§ Problem details
Copy every one of the following rows word for word, with no changes.

§ Excerpted records
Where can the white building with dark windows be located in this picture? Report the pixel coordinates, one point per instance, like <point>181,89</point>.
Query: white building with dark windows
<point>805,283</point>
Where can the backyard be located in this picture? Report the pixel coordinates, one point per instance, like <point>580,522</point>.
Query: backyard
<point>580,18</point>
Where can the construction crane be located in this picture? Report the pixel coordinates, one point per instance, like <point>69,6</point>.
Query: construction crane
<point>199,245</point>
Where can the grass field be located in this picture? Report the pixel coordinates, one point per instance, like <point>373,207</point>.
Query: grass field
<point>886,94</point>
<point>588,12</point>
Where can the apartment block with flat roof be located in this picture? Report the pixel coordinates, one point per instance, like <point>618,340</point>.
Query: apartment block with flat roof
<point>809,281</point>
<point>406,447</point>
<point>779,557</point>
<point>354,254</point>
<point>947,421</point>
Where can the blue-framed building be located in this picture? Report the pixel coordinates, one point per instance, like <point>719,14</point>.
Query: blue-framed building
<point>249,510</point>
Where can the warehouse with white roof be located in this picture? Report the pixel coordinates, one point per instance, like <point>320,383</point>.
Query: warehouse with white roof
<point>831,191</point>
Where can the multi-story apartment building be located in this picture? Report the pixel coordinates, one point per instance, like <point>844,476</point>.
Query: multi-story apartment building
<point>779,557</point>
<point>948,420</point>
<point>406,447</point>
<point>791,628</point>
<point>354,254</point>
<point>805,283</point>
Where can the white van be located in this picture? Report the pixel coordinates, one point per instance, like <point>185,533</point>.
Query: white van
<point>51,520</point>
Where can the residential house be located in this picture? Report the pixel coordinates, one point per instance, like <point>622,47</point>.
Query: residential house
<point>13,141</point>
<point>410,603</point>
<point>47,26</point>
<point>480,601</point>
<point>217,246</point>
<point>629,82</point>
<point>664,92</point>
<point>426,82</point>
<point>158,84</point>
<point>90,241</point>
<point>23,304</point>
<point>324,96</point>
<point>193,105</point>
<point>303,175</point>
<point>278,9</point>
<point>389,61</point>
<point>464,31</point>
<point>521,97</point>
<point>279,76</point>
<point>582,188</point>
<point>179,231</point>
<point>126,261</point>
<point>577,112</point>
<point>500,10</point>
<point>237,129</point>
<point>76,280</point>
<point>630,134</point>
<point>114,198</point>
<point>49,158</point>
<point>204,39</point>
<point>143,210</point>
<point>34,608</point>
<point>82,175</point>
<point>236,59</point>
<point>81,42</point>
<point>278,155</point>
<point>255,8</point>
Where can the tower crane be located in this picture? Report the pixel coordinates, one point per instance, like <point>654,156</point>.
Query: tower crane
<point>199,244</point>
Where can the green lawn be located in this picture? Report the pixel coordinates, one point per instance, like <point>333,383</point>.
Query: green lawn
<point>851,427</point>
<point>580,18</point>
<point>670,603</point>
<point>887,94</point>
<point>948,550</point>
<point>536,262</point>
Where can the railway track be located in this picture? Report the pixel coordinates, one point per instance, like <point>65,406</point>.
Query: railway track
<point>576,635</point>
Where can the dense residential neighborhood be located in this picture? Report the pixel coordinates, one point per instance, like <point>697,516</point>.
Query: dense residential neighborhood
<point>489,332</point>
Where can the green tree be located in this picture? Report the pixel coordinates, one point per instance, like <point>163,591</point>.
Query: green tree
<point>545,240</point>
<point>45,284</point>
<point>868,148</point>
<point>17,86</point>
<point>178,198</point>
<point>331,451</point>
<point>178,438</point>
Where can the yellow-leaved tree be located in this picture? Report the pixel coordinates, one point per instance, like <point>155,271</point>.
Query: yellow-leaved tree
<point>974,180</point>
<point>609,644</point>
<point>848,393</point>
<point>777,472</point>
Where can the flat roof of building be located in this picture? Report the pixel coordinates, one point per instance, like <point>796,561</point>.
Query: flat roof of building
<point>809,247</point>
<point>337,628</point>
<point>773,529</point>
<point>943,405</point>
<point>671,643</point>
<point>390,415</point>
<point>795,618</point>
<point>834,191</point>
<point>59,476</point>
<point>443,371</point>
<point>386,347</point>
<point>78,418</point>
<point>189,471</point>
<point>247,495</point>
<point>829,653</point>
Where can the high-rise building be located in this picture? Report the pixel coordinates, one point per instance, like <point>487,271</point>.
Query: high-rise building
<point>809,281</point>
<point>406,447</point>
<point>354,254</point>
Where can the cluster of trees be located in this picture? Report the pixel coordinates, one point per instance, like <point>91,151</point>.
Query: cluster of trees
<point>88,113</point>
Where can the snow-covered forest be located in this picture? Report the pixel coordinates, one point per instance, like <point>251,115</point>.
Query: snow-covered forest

§ Answer to this problem
Where can the white building with dark windows be located in this picture? Report the pixel coordinates, one point per instance, like <point>181,89</point>.
Query: white building with dark windows
<point>805,283</point>
Where can the backyard be located in this picture? Report the pixel coordinates, one point per instance, like <point>580,522</point>.
Query: backyard
<point>580,18</point>
Where can the construction crane be located in this picture? Report the pixel coordinates, one point per instance, like <point>69,6</point>.
Query: construction crane
<point>199,245</point>
Where can the grass field be located in this picture? Report the pixel coordinates, one point per instance, like <point>373,207</point>.
Query: grass field
<point>886,94</point>
<point>588,12</point>
Where can the apartment block with flat roof be located in this picture? Report the pixel coordinates, one point per instance, like <point>618,340</point>.
Query: apartment block with flat roof
<point>809,281</point>
<point>406,447</point>
<point>779,557</point>
<point>354,254</point>
<point>947,421</point>
Where can the blue-framed building be located in this picture? Report the pixel coordinates, one point per instance, like <point>719,14</point>.
Query: blue-framed building
<point>249,510</point>
Where can the warehouse with white roof be located in this picture? Report the pixel coordinates, one point per instance, like <point>320,383</point>.
Query: warehouse with white roof
<point>831,191</point>
Where can the multi-story apartment building be located in this picture? Report the pixel coordinates, one point per instance, like <point>844,476</point>.
Query: multi-story apartment building
<point>779,557</point>
<point>948,420</point>
<point>406,447</point>
<point>791,628</point>
<point>354,254</point>
<point>805,283</point>
Where can the white van be located in this picture? Report the pixel coordinates, one point per instance, like <point>185,533</point>.
Query: white van
<point>51,520</point>
Where can the residential house be located in this picture? Report the pixel coordinates, one point per instance, like <point>622,47</point>.
Query: residential house
<point>13,141</point>
<point>410,603</point>
<point>47,26</point>
<point>480,601</point>
<point>217,246</point>
<point>629,82</point>
<point>664,92</point>
<point>426,82</point>
<point>158,84</point>
<point>90,241</point>
<point>23,304</point>
<point>324,96</point>
<point>193,105</point>
<point>303,175</point>
<point>278,9</point>
<point>389,61</point>
<point>464,31</point>
<point>521,97</point>
<point>279,76</point>
<point>582,188</point>
<point>179,231</point>
<point>126,261</point>
<point>577,112</point>
<point>500,10</point>
<point>237,129</point>
<point>76,280</point>
<point>630,134</point>
<point>114,198</point>
<point>49,158</point>
<point>204,39</point>
<point>143,210</point>
<point>34,608</point>
<point>82,175</point>
<point>236,59</point>
<point>81,42</point>
<point>278,155</point>
<point>255,8</point>
Where can the tower crane be located in this picture? Report the pixel coordinates, one point per instance, like <point>654,156</point>.
Query: tower crane
<point>199,244</point>
Where can the green lawn be located in this picture? Report the pixel coordinates, one point per instance, like <point>333,383</point>.
Query: green lawn
<point>851,427</point>
<point>580,18</point>
<point>670,603</point>
<point>887,94</point>
<point>948,550</point>
<point>536,262</point>
Where can the railway track be located in this picture? Report the pixel coordinates, one point per instance, like <point>65,406</point>.
Query: railway track
<point>576,635</point>
Where can the dense residential neighborhood be located in this picture? Report the pixel coordinates, one point per instance, like <point>697,516</point>.
Query: dense residential neighborhood
<point>489,332</point>
Where can the green tree be located in this picture? Report the pixel coordinates, one point per instance, like <point>163,591</point>.
Query: green tree
<point>545,240</point>
<point>45,284</point>
<point>868,148</point>
<point>17,86</point>
<point>178,198</point>
<point>331,451</point>
<point>178,438</point>
Where can the yellow-leaved tree be located in this picture? Report the pixel coordinates, one point per instance, like <point>155,271</point>.
Query: yellow-leaved tree
<point>974,180</point>
<point>609,644</point>
<point>848,393</point>
<point>777,472</point>
Where can the flat roof of building be located in this picture? Report the pixel coordinates, one point per instance, like <point>796,561</point>.
Query: flat roof of building
<point>809,247</point>
<point>337,628</point>
<point>773,529</point>
<point>943,405</point>
<point>671,643</point>
<point>390,415</point>
<point>795,618</point>
<point>834,191</point>
<point>59,476</point>
<point>443,371</point>
<point>386,347</point>
<point>78,418</point>
<point>189,471</point>
<point>247,495</point>
<point>829,653</point>
Where can the high-rise building be located in this picture? Report the pixel coordinates, one point per instance, like <point>487,271</point>.
Query: high-rise building
<point>809,281</point>
<point>406,447</point>
<point>354,254</point>
Where can the cluster of trees be located in this picture? Report the pixel coordinates, one point per instance, like <point>91,151</point>.
Query: cluster of trees
<point>88,113</point>
Where can the snow-covered forest be located in this picture? Report the pixel coordinates, one point per instance, like <point>251,115</point>.
Query: snow-covered forest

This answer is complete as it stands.